### The problem
Lay out the lines below as a Markdown table with two columns, "Row" for a running number and "Line" for the line itself, leaving out any blank lines.

- - - - - - -

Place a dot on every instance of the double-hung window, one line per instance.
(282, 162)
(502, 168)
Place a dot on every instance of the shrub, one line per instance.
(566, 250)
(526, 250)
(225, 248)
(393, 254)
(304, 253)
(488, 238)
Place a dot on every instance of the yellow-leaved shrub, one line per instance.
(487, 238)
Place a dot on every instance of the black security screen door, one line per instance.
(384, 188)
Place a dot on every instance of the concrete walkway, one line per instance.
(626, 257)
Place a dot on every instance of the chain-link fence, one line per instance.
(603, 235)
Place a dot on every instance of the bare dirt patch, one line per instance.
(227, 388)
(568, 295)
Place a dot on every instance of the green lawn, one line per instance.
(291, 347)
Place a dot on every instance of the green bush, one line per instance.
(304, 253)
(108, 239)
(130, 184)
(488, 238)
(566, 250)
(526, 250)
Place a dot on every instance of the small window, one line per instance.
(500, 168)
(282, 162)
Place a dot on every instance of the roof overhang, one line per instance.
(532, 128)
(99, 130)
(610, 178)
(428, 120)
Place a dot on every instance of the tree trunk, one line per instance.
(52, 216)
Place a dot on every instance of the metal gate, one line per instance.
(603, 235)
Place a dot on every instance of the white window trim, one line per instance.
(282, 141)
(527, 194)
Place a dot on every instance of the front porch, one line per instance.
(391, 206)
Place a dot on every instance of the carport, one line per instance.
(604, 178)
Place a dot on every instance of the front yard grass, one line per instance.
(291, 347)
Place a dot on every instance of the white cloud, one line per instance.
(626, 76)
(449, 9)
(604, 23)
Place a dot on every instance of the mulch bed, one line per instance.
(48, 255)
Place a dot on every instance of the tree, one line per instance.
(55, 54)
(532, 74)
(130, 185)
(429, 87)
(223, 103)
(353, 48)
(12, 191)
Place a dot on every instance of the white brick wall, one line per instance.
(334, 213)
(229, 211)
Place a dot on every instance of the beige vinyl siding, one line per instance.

- - - - - - -

### Answer for the task
| Row | Line |
|---|---|
| 1 | Place a dot on every instance of the double-hung window, one line per instance. |
| 2 | (282, 162) |
| 3 | (502, 168) |
| 4 | Place a dot on every instance of the shrub, one line per instance. |
| 5 | (566, 250) |
| 6 | (526, 250) |
| 7 | (225, 248) |
| 8 | (393, 254) |
| 9 | (304, 253) |
| 10 | (488, 238) |
| 11 | Place a dot on every instance of the yellow-leaved shrub, one line per instance. |
| 12 | (487, 238) |
| 13 | Place a dot on every instance of the black security screen door, one line per instance. |
| 14 | (384, 188) |
| 15 | Place a dot on every instance of the concrete walkway, one line per instance. |
| 16 | (626, 257) |
| 17 | Place a dot on every instance of the chain-link fence, one line per instance. |
| 18 | (603, 235) |
| 19 | Place a dot on every instance of the bare dirt patch, one line per instance. |
| 20 | (227, 388) |
| 21 | (568, 295) |
| 22 | Place a dot on every instance of the green lawn, one line per instance. |
| 23 | (291, 347) |
| 24 | Place a dot on every instance of the green bush, one line per instance. |
| 25 | (304, 253) |
| 26 | (108, 239) |
| 27 | (130, 184) |
| 28 | (488, 238) |
| 29 | (566, 250) |
| 30 | (526, 250) |
| 31 | Place a dot on every instance of the small window, one line per instance. |
| 32 | (500, 168) |
| 33 | (282, 162) |
| 34 | Place a dot on every instance of the roof overhang, one line per instance. |
| 35 | (532, 128) |
| 36 | (99, 130) |
| 37 | (610, 178) |
| 38 | (428, 120) |
| 39 | Place a dot on every instance of the tree trunk, one line per instance. |
| 40 | (52, 216) |
| 41 | Place a dot on every instance of the metal gate, one line per instance. |
| 42 | (603, 235) |
| 43 | Place a dot on every instance of the white window trim, one line per instance. |
| 44 | (282, 141) |
| 45 | (527, 194) |
| 46 | Place a dot on every instance of the front porch, one line per instance. |
| 47 | (391, 206) |
| 48 | Place a dot on every instance of the carport, one line per instance. |
| 49 | (604, 178) |
| 50 | Place a dot on every instance of the front yard grass, one line per instance. |
| 51 | (291, 347) |
| 52 | Place a dot on every instance of the white cloud, one line per instance. |
| 53 | (626, 76) |
| 54 | (449, 9) |
| 55 | (604, 23) |
| 56 | Place a dot on every instance of the mulch bed, one line per instance. |
| 57 | (48, 255) |
| 58 | Place a dot on every instance of the tree, one line per instance. |
| 59 | (55, 54) |
| 60 | (532, 74) |
| 61 | (130, 185) |
| 62 | (429, 87) |
| 63 | (223, 103) |
| 64 | (353, 48) |
| 65 | (12, 191) |
| 66 | Place a dot on every instance of the white brick wall, one line per instance. |
| 67 | (334, 213) |
| 68 | (229, 211) |
| 69 | Place a dot on every instance of the beige vinyl siding, one line per instance. |